◆ **Task statement**: The result must match the data exactly, line for line.
=== Extracted material ===
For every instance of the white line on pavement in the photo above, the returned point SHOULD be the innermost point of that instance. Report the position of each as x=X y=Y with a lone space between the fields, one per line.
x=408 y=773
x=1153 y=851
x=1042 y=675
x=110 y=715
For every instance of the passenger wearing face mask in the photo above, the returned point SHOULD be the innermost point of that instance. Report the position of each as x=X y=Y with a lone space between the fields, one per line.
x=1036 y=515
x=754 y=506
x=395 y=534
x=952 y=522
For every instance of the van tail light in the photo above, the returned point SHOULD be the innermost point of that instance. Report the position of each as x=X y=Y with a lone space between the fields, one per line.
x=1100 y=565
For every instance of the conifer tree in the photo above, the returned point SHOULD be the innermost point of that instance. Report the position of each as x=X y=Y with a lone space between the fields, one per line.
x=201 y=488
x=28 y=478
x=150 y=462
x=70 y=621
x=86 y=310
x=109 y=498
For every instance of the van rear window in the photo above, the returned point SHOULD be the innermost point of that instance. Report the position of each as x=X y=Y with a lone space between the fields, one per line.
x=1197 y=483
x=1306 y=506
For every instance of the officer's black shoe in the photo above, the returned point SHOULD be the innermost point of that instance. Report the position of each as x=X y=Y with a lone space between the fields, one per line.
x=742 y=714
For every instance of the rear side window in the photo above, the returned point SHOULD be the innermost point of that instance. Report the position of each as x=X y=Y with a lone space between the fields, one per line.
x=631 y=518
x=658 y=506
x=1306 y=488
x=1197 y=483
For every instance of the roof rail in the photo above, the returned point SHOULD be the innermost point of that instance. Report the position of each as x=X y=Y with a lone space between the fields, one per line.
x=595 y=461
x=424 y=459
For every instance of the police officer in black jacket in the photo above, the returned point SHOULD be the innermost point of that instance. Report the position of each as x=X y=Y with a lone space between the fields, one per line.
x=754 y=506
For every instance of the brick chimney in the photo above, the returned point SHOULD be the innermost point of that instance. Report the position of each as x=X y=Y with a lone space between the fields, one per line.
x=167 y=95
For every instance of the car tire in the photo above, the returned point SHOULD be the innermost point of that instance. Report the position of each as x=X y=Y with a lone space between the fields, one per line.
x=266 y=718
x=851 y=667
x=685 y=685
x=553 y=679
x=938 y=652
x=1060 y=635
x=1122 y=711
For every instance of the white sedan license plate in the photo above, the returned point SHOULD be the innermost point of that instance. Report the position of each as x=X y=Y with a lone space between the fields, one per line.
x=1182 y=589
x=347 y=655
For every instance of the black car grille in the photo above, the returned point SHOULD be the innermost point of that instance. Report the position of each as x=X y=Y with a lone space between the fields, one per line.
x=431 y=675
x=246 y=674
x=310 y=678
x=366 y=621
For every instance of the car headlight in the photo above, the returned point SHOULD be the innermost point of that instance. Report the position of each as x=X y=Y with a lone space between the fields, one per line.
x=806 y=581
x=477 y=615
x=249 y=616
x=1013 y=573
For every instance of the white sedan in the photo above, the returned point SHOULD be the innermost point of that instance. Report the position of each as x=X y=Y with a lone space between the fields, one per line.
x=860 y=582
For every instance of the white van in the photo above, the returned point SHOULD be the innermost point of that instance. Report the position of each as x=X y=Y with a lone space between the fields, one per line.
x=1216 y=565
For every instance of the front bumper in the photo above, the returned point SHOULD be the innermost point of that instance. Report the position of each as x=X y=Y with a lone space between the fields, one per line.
===
◆ **Result for this exercise**:
For every instance of the white line on pavement in the photo above, the returned point SHOULD be the innermost point of that instance. Report the position of each as x=X y=Y with a lone space between the fields, one per line.
x=408 y=773
x=1153 y=851
x=1042 y=675
x=110 y=715
For every instance of the passenger wearing face mask in the photo above, the returned point SHOULD be the innermost point of that instance. Report the position of each as x=X y=Y with a lone space between the fields, one per line.
x=1036 y=515
x=754 y=506
x=395 y=534
x=952 y=522
For every instance of the van tail light in the photo above, the returned point SHOULD be the innermost point of that instance. Report the position of each as x=X y=Y with a lone space between the fields, one per line.
x=1100 y=565
For every instance of the conifer tree in the photo above, the returned point SHOULD be the innermost point of that instance. Report the position of each as x=X y=Y with a lone space between the fields, one per line.
x=201 y=488
x=28 y=478
x=150 y=462
x=70 y=621
x=86 y=310
x=109 y=498
For every instance of the van rear window in the photo above, the returned point SHOULD be the innermost point of that instance. Report the position of each as x=X y=Y with a lone space between the fields, one per line.
x=1197 y=483
x=1306 y=506
For every instance of the officer's black shoe in the photo above, the returned point SHOULD be the innermost point of that instance. Report the position of each as x=X y=Y with a lone space between the fields, one per line.
x=742 y=714
For every instance of the rear side window in the photo above, the returned point SHOULD be the innermost point of that instance. Report the position of each as x=X y=Y with a lone space between the fields, one per line.
x=631 y=518
x=658 y=506
x=1306 y=488
x=1197 y=483
For every instance of the roof rail in the photo above, the returned point SHOULD be the innermost point of that instance. Report the position of each as x=X y=Y with a lone space between the fields, one per line.
x=595 y=461
x=424 y=459
For every instance of the police officer in black jacket in the photo above, the returned point SHOULD be the innermost point of that instance. Report the position of each as x=X y=Y with a lone space between the fields, one per line.
x=754 y=506
For every instance of the brick chimney in the photo above, the returned point SHOULD be the innermost point of that instance. Report the position of each as x=X y=Y with a lone space between the fields, one per line.
x=167 y=95
For every instance of the car tire in the photo above, the returned point SHOULD be the innermost point of that instance. Report the position of each as x=X y=Y with a lone space between the fields, one per line.
x=266 y=718
x=851 y=667
x=685 y=685
x=553 y=679
x=938 y=652
x=1060 y=635
x=1122 y=711
For every instance of the white sedan license plate in the photo above, the returned point SHOULD be the innermost point of that instance. Report the position of each as x=X y=Y with a lone space between the fields, one per line.
x=1182 y=589
x=347 y=655
For every instance of the black car grille in the photo above, the returned point SHOULD be the innermost point of that instance. Report the position of each as x=X y=Y with a lone space between the fields, one per line.
x=431 y=675
x=246 y=674
x=310 y=678
x=366 y=621
For every instance of the car headlight in the photo above, the returned point SHOULD be the innermost point of that instance. Report the position of each as x=X y=Y with a lone space between the fields, one per line.
x=806 y=581
x=477 y=615
x=249 y=616
x=1013 y=573
For every instance of the white sedan in the photo above, the returned point SHOULD be the innermost point of that instance. Report the position of each as x=X y=Y with a lone space between the fields, one per line.
x=860 y=582
For every instance of the white van in the photo above, the returned point SHOULD be the innermost point of that instance. Report the position of each as x=X y=Y with a lone space between the fields, one per line.
x=1216 y=565
For every instance of the front bumper in the photo above, the returned point SHOULD be the innermost point of that instance. Report the position of each as x=X y=Y with a lone space between the fields, one per line.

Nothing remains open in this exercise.